**** BRANO PROPOSTO ****

INTRODUZIONE GENERALE
1. Aspetti del vissuto morale contemporaneo
Il vissuto morale dell’uomo contemporaneo è caratterizzato dal venir meno di criteri morali condivisi.
L’assenza di valori morali condivisi crea il vuoto di coscienza, questa, cioè, nei momenti decisivi della vita, non funge più da orientamento.
Il vuoto di coscienza si avverte maggiormente quanto le regole del vivere sociale non coincidono più con i valori personali.
La vita sociale viene percepita dal soggetto agente come:
- luogo di conflitto tra istanze morali contrapposte,
- spazio di vita indifferente dal punto di vista morale.
1. Nel primo caso il soggetto agente esperisce il ruolo sociale come un compromesso rispetto alle sue convinzioni morali.

****

CONSEGNA: Prosegua il brano sul vissuto morale contemporaneo a partire dall'ultima frase riportata.

**** ELENCO DELLE RIGHE ****

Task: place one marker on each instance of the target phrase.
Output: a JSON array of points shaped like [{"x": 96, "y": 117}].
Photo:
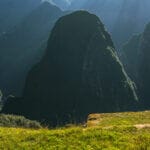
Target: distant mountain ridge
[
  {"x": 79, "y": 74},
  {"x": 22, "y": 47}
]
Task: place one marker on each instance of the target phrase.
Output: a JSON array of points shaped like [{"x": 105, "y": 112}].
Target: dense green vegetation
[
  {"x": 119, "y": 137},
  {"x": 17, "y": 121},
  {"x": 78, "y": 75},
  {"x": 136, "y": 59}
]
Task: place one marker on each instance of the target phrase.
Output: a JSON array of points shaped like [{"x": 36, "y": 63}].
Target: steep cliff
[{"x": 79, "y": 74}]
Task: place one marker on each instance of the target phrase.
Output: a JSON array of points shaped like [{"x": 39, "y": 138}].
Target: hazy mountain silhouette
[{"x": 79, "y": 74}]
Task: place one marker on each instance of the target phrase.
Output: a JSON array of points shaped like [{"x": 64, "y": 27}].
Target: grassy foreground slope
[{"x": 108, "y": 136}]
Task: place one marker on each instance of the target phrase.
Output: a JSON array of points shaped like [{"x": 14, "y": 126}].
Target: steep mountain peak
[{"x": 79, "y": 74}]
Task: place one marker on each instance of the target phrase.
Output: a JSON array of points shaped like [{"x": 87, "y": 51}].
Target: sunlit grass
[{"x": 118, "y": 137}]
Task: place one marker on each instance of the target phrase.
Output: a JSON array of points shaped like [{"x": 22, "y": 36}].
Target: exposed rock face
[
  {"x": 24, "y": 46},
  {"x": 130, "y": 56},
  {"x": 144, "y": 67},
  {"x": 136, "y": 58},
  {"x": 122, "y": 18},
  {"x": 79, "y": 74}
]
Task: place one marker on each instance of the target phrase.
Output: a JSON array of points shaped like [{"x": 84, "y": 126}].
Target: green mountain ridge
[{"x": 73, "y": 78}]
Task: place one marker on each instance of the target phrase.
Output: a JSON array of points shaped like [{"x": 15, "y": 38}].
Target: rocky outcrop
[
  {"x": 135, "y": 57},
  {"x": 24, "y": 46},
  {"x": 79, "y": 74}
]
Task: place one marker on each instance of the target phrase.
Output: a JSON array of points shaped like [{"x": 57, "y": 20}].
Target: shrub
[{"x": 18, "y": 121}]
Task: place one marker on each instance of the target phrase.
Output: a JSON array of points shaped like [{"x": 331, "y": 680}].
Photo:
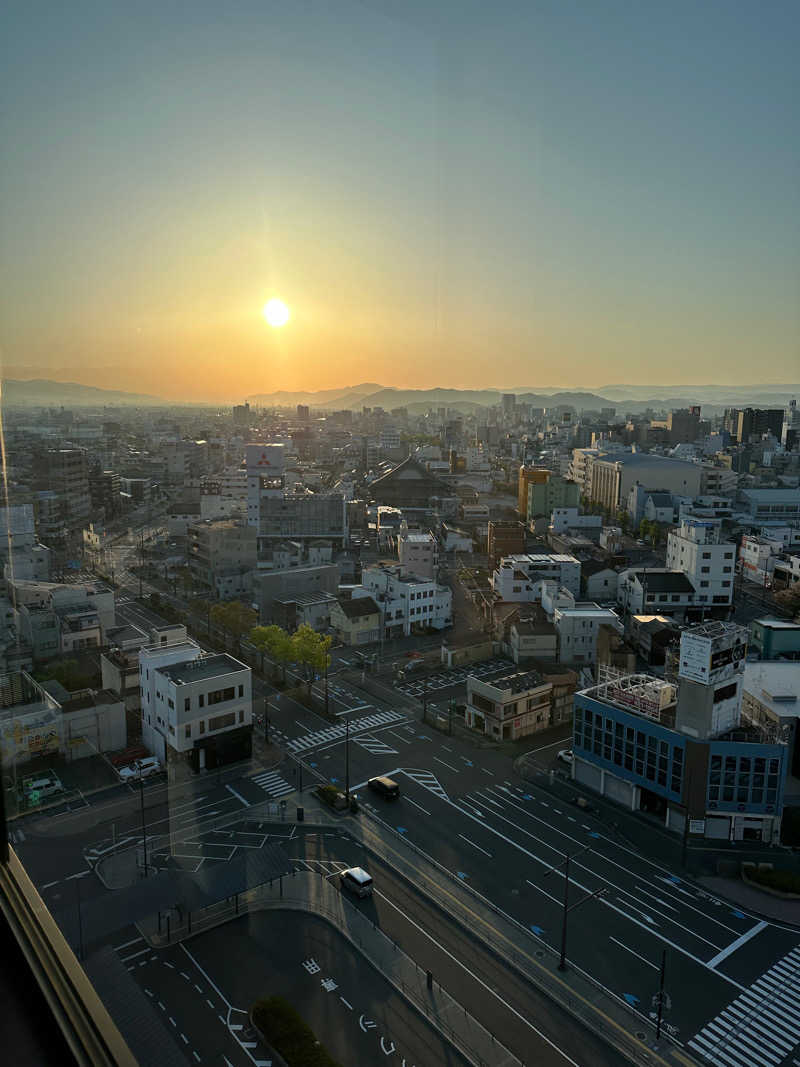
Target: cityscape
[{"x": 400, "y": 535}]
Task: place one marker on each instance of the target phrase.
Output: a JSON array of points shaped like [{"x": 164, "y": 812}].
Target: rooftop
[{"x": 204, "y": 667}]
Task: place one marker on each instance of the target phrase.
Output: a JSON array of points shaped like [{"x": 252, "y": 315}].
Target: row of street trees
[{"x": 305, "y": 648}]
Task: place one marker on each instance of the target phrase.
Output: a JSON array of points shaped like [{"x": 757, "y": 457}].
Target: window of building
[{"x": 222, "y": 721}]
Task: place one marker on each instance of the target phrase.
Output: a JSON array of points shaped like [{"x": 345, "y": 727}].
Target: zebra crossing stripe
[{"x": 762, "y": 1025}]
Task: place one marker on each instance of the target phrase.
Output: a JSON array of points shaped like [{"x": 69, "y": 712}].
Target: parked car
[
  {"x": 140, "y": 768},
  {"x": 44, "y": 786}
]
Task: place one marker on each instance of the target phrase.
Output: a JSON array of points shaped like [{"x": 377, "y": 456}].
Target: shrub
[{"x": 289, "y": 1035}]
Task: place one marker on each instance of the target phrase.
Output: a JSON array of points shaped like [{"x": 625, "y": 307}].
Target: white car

****

RISPOSTA ATTESA:
2. Nel secondo caso il conflitto viene superato separando la coscienza soggettiva da quella sociale, sottraendo i comportamenti pubblici dalla rilevanza morale.
In ambedue i casi il soggetto agente, anziché realizzare se stesso, attraverso il lavoro, la professione, l’impegno civile, si sente disgregato in molti comportamenti insignificanti.
In un contesto di doppia morale, privata e pubblica, il soggettivismo morale, tipico del nostro tempo, non è rifiuto o indifferenza dei valori assoluti, ma un modo di affermare la propria personalità in un contesto di complessità.
Il soggettivismo imperante sostiene che il vissuto morale va fondato sui due seguenti criteri guida:
- la scelta personale,
- la coerenza con se stessi.
Con l’espressione «scelta personale» si intende che la decisione assunta non ha altro fondamento che le motivazioni soggettive.
Con «coerenza con se stessi» si intende che tra le scelte e l’azione deve esserci coerenza. E’ necessario, cioè, essere coerenti con le proprie scelte.
Nella concezione morale attuale il vissuto morale si risolve nella soggettività, abdicando ad ogni fondamento universale.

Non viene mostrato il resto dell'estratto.